======== Passage proposé

Les brèves du n°138
État d’urgence dans la sous-traitance
20 novembre 2015, neuf heures du matin, hôtel Adagio à Marseille. Une dizaine de femmes de chambre et leurs soutiens tapent sur des casseroles, chantent des slogans « Il faut payer, frottez, frottez ! » et tiennent le siège pour obtenir qu’on requalifie leurs emplois en CDI. Les bougresses ne s’en tiennent pas là, elles veulent qu’on leur paye leurs heures travaillées. Une chorale militante chante en mouvement comme l’adagio, mais ce n’est pas du goût de l’hôtel. Le raffut, ça fait fuir les clients.
Patricia Gomes, Portugaise employée au Massilia, un hôtel du 8e arrondissement, et syndiquée CNT SO, raconte son combat de l’année passée (voir CQFD, n° 123 juin 2014). « Je ne suis plus harcelée. Je l’étais physiquement et moralement. » Ses heures de travail ont été augmentées à sa demande et « ils ont commencé à payer des heures effectuées ». Les managers maltraitants, véritables chiens de garde, ont été mutés dans un autre chenil. « Il faut quand même surveiller le patron. »

================
======== Entrées fournies

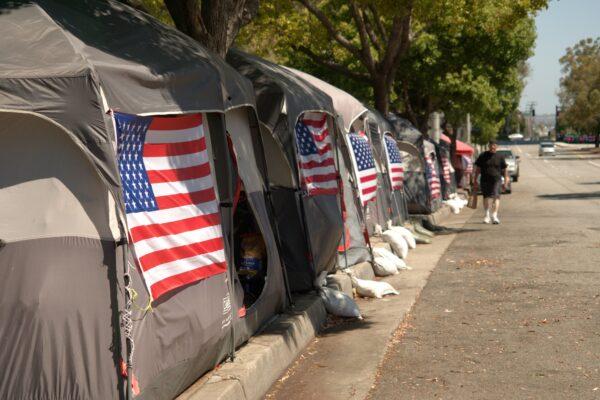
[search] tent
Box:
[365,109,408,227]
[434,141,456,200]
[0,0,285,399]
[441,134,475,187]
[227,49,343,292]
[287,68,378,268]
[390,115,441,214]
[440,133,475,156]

================

**Consigne**
Selon le passage sur l'état d'urgence dans la sous-traitance, quels changements Patricia Gomes a-t-elle obtenus au Massilia ? Donnez-les tous.

**Réponse**
- Elle n'est plus harcelée, ni physiquement ni moralement.
- Ses heures de travail ont été augmentées à sa demande.
- L'hôtel a commencé à payer les heures effectuées.
- Les managers maltraitants ont été mutés ailleurs.